§ Location labeling listing:
· · · ·

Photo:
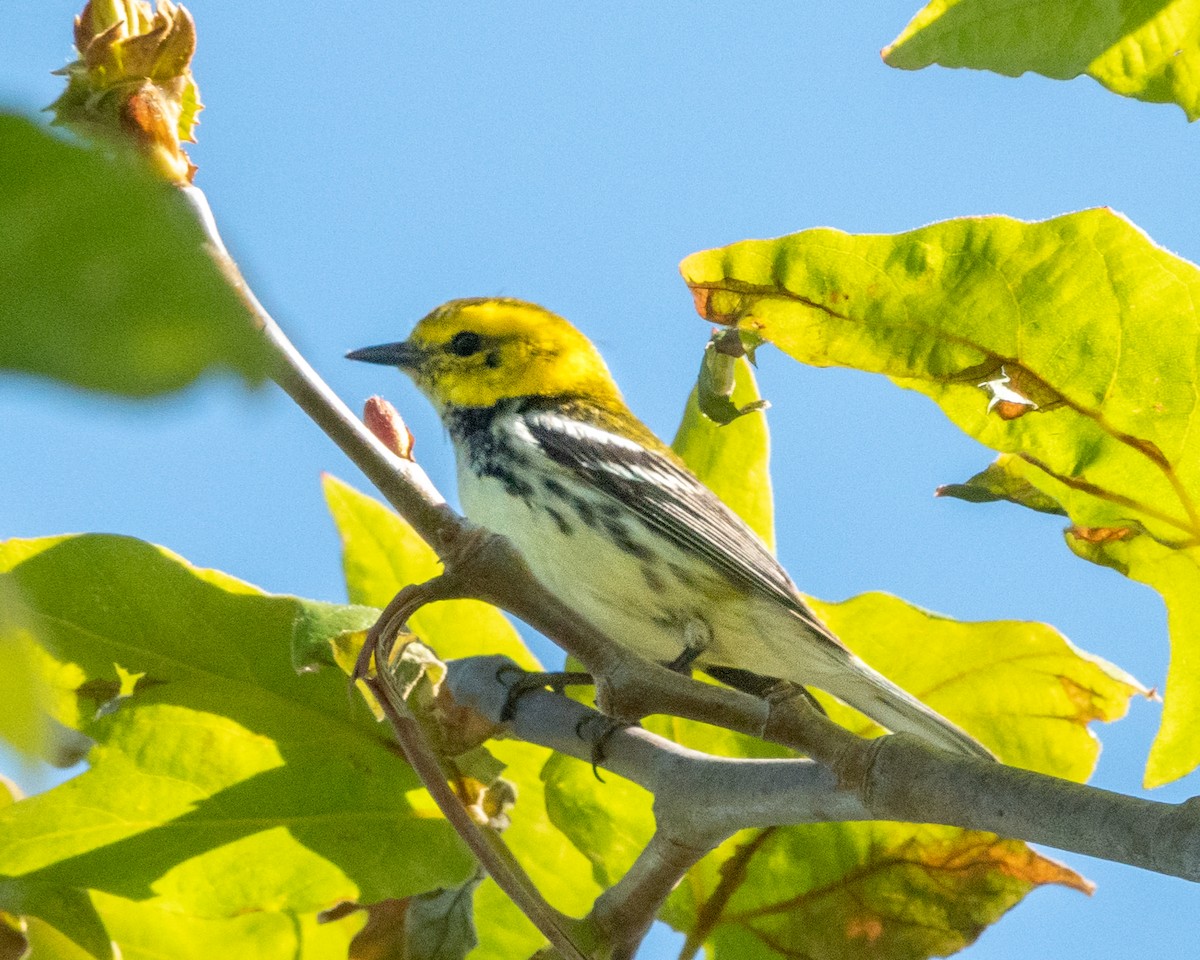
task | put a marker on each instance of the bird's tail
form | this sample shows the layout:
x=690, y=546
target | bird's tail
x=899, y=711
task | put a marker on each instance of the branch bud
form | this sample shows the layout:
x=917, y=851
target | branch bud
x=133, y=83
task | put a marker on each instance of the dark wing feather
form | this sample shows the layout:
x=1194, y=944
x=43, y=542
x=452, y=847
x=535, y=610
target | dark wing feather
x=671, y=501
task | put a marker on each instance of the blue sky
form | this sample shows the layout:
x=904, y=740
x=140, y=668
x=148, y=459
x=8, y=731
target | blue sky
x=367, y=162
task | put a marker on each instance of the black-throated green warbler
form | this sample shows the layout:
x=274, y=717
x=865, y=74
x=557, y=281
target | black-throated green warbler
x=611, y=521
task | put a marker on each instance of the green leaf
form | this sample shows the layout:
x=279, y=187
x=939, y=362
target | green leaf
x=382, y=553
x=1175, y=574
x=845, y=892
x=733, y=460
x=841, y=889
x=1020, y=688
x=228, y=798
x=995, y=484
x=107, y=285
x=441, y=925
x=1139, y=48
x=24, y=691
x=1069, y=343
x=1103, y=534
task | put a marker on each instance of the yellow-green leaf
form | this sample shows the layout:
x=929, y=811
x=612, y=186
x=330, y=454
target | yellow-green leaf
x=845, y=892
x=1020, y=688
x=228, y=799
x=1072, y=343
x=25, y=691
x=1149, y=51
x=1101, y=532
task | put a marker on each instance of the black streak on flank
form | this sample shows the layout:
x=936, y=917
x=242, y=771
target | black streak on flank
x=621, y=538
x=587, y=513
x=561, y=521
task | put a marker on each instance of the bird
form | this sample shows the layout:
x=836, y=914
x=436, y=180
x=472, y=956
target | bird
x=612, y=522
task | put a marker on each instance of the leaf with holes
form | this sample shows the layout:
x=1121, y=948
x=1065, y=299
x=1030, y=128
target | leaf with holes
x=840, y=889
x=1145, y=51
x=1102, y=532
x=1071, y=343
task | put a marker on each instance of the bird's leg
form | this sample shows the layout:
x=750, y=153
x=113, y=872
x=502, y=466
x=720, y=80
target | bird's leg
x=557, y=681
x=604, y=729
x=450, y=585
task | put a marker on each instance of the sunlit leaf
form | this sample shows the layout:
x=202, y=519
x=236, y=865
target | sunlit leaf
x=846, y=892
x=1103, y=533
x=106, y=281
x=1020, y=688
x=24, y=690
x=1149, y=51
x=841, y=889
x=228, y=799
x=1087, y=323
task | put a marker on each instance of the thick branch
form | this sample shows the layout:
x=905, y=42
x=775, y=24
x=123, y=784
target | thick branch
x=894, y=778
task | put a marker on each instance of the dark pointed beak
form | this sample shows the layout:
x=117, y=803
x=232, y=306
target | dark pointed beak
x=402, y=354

· · · ·

§ Exercise goal:
Convert the entire listing above into a JSON list of strings, with one string per line and no blank lines. Omit the pictures from your answer.

§ Solution to the exercise:
[
  "Photo:",
  "task | put a marker on each instance of the bird's tail",
  "form | this sample shows the layout:",
  "x=690, y=546",
  "target | bird's tail",
  "x=899, y=711",
  "task | put a marker on each instance of the branch bud",
  "form | this sample shows the layout:",
  "x=917, y=851",
  "target | branch bud",
  "x=133, y=83",
  "task | put a marker on each instance of the dark wing feather",
  "form | this sample shows the layout:",
  "x=1194, y=944",
  "x=43, y=542",
  "x=452, y=847",
  "x=535, y=610",
  "target | dark wing feather",
  "x=671, y=501",
  "task | put a marker on each instance of the blue sky",
  "form | this sample shows the layout:",
  "x=904, y=740",
  "x=140, y=668",
  "x=148, y=459",
  "x=8, y=731",
  "target | blue sky",
  "x=367, y=162",
  "task | put a marker on each instance of the black-throated green warbler",
  "form | this sample shows the layout:",
  "x=274, y=717",
  "x=865, y=74",
  "x=557, y=281",
  "target | black-throated green warbler",
  "x=611, y=521",
  "task | put a marker on each instance of the green leaf",
  "form | this sample shows the layout:",
  "x=279, y=187",
  "x=939, y=362",
  "target | green leaf",
  "x=382, y=553",
  "x=1175, y=574",
  "x=845, y=892",
  "x=733, y=460",
  "x=841, y=889",
  "x=1020, y=688",
  "x=228, y=798",
  "x=995, y=484",
  "x=107, y=285",
  "x=441, y=925",
  "x=1139, y=48",
  "x=24, y=691",
  "x=1069, y=343",
  "x=1103, y=534",
  "task | put a marker on each instance of the yellow-green leaf",
  "form | this sample shows the layout:",
  "x=929, y=811",
  "x=612, y=186",
  "x=330, y=454",
  "target | yellow-green leaf",
  "x=845, y=892",
  "x=1020, y=688",
  "x=228, y=799",
  "x=1072, y=343",
  "x=25, y=691",
  "x=1149, y=51",
  "x=1101, y=532",
  "task | put a marker on each instance of the black streak on flank",
  "form | this sample shows the layout:",
  "x=936, y=917",
  "x=242, y=771",
  "target | black streak on flank",
  "x=621, y=538",
  "x=587, y=513",
  "x=561, y=521",
  "task | put a marker on each instance of the bird",
  "form | this sample shows the layout:",
  "x=836, y=914",
  "x=436, y=180",
  "x=472, y=956",
  "target | bird",
  "x=612, y=522",
  "task | put a marker on each instance of the leaf with holes",
  "form | this sample shows the layout:",
  "x=1121, y=948",
  "x=1065, y=299",
  "x=1030, y=128",
  "target | leaf with holes",
  "x=840, y=889",
  "x=1145, y=51",
  "x=1102, y=532",
  "x=1071, y=343",
  "task | put a marker on each instance of the bird's leg",
  "form | this sample shows the layout:",
  "x=750, y=153",
  "x=113, y=872",
  "x=502, y=466",
  "x=720, y=80",
  "target | bird's leg",
  "x=557, y=681",
  "x=604, y=729",
  "x=450, y=585",
  "task | put a marker on each instance of the sunlit leaf",
  "form | this sample shows the layout:",
  "x=202, y=519",
  "x=236, y=865",
  "target | sunlit leaf",
  "x=846, y=892",
  "x=1103, y=533",
  "x=106, y=281",
  "x=1020, y=688",
  "x=24, y=690",
  "x=1149, y=51",
  "x=841, y=889",
  "x=228, y=799",
  "x=1087, y=323",
  "task | put a marker on each instance of the thick branch",
  "form | this sample shows the layout:",
  "x=905, y=42",
  "x=775, y=24",
  "x=123, y=784",
  "target | thick branch",
  "x=894, y=778",
  "task | put a marker on each instance of the dark pointed beak",
  "form | this sample shows the layout:",
  "x=117, y=803",
  "x=232, y=306",
  "target | dark pointed beak",
  "x=402, y=354"
]